GOAL OF THE EXERCISE ▸ Print the lines that run from the line with "Tag every instance of the green" to the line with "Tag every instance of the blurred green", keeping both end lines, exactly as they appear in the entries below, and nothing else.
Segment Start: EXERCISE INPUTS
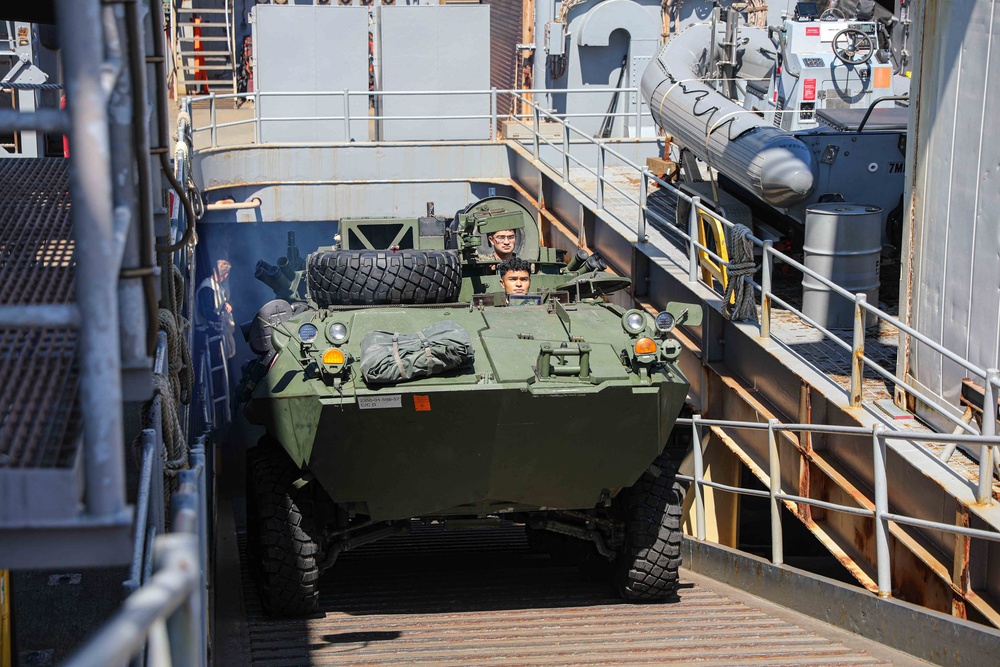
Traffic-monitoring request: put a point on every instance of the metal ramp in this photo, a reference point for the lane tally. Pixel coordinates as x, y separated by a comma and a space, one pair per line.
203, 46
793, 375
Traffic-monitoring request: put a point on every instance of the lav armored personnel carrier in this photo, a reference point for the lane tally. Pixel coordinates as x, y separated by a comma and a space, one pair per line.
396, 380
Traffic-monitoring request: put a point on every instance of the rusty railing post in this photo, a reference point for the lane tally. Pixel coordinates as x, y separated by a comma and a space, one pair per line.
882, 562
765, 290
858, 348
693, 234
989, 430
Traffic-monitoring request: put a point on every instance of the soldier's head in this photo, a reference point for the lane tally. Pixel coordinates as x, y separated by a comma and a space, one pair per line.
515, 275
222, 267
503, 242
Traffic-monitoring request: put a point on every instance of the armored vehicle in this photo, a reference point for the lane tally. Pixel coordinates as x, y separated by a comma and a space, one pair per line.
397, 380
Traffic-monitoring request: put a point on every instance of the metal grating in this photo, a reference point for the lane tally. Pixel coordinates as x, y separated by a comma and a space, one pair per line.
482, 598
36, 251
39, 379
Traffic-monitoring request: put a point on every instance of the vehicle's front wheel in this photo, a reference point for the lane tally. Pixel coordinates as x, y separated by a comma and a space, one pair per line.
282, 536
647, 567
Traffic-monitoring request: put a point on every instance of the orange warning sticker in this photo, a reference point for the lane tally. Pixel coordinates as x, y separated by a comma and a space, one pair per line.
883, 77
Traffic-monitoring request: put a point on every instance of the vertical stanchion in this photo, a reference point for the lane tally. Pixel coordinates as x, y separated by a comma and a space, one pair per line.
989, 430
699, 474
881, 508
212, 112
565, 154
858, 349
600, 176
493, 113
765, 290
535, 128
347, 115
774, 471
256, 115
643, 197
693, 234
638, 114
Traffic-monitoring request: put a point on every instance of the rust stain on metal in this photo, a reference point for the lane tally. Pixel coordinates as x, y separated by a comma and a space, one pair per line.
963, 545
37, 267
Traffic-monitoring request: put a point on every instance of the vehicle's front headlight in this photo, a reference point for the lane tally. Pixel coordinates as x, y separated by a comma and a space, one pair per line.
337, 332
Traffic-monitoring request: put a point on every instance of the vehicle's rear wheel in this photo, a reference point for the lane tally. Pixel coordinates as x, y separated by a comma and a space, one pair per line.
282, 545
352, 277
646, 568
Segment End: EXERCISE INPUTS
Segment Start: EXERCISE INPUTS
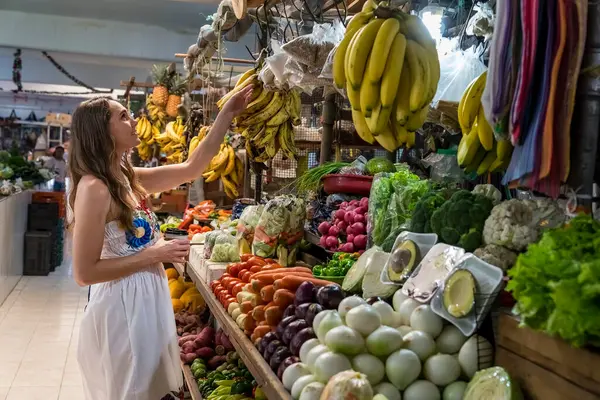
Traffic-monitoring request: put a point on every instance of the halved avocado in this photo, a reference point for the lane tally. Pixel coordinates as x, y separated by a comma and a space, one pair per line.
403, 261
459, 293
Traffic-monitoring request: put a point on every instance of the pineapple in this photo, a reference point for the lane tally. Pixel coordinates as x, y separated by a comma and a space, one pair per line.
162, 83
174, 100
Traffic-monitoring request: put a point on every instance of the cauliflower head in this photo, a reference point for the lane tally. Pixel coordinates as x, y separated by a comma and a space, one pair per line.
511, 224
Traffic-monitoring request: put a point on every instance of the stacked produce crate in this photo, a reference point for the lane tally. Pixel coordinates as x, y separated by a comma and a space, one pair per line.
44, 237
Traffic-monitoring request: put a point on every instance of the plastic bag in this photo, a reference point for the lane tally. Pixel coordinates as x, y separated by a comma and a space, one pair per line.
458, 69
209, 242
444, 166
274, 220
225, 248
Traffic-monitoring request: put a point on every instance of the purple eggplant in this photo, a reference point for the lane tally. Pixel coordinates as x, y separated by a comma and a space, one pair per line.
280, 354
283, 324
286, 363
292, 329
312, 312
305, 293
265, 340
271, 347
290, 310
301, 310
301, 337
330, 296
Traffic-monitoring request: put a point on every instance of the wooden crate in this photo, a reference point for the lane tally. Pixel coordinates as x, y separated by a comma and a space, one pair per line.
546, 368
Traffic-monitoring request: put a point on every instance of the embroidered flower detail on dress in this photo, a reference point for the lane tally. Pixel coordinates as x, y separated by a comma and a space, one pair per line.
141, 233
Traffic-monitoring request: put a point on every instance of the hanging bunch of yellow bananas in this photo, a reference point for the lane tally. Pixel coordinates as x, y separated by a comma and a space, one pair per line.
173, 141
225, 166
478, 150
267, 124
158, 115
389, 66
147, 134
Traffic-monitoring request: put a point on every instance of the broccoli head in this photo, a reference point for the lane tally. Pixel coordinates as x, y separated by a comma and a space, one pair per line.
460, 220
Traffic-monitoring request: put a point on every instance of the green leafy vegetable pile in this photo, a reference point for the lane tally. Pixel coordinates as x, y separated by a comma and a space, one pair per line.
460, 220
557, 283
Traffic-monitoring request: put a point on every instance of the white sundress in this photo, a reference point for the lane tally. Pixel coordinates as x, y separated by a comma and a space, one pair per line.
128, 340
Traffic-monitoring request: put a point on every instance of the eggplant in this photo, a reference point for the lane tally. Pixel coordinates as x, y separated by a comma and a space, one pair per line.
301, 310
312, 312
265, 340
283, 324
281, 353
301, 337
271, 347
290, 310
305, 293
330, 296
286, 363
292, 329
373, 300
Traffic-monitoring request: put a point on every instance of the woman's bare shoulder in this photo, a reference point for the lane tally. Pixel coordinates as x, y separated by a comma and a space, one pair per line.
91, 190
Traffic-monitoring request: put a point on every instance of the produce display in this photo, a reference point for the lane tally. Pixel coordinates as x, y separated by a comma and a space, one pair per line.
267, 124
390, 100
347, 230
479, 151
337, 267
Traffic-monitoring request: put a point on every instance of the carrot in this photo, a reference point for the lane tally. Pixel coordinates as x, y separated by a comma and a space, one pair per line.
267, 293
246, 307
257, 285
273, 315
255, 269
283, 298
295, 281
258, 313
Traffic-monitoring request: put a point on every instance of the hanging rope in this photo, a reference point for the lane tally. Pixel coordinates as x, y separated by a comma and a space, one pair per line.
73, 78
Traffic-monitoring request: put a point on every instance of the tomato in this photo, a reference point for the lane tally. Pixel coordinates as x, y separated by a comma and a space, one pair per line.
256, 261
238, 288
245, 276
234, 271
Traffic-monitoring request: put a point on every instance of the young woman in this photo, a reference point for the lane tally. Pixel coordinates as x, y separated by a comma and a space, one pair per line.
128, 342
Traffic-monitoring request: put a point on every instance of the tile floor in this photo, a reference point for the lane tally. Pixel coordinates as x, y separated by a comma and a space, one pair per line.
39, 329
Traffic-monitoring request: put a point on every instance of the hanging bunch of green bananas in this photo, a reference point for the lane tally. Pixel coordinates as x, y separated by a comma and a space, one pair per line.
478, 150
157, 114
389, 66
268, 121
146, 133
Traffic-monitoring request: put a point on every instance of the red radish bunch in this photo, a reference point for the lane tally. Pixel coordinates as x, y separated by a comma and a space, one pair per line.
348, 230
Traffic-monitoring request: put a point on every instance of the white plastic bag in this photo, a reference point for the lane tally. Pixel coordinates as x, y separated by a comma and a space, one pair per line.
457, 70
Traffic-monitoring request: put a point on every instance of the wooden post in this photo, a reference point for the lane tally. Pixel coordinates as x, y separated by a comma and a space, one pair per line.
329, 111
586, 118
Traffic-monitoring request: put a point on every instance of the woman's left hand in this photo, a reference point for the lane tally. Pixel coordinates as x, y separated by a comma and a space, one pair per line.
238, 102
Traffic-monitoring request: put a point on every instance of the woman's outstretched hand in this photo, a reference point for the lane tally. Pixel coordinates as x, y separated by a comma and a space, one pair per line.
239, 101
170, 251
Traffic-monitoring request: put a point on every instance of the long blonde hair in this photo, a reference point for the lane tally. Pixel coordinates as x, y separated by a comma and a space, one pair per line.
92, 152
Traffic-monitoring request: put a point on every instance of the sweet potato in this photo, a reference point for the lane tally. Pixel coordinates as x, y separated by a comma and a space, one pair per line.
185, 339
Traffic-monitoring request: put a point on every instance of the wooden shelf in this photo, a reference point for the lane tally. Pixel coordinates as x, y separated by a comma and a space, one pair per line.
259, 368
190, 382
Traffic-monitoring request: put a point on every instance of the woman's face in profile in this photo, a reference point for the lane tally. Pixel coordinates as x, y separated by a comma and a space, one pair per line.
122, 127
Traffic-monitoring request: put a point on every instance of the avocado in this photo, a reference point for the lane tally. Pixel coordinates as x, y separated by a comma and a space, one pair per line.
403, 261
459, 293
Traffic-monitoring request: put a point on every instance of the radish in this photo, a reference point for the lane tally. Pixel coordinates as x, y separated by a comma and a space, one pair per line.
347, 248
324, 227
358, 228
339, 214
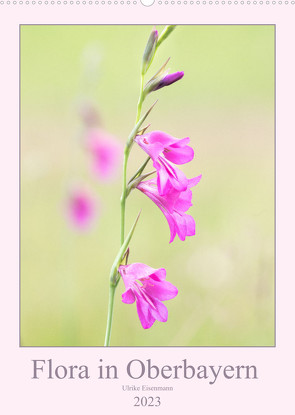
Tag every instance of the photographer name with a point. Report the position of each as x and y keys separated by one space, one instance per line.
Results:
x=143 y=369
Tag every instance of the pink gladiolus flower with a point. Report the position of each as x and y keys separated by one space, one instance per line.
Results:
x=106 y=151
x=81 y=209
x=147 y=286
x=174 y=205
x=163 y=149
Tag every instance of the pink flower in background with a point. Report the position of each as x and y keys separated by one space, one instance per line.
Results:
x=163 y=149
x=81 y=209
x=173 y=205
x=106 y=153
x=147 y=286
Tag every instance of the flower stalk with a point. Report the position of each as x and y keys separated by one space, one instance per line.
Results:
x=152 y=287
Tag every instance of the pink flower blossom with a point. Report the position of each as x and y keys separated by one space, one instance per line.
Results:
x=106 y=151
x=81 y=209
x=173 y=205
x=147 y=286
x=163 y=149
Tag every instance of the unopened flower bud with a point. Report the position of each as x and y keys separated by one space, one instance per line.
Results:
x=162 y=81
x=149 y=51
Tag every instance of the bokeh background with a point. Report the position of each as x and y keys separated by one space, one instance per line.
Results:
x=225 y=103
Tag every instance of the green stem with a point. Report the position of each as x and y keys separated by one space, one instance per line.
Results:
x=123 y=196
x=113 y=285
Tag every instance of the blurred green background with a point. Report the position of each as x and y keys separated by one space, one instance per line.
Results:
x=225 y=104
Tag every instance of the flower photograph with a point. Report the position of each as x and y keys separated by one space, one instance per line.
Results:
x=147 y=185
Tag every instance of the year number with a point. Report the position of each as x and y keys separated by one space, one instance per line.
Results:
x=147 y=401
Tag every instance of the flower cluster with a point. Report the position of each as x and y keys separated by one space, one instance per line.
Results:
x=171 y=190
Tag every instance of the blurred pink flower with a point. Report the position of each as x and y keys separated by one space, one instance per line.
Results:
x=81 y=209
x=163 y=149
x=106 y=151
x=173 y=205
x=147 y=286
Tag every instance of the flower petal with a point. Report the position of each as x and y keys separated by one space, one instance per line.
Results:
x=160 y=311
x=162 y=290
Segment End: EXERCISE INPUTS
ANSWER TO THIS EXERCISE ▸
Tag every instance of the green stem with a point. Report the position of each as x and y keys separated by one space, one instance per line.
Results:
x=123 y=196
x=113 y=285
Tag every instance of the blurred green background with a point. Report the position of each as x and y keys separated by one space, one instance per line.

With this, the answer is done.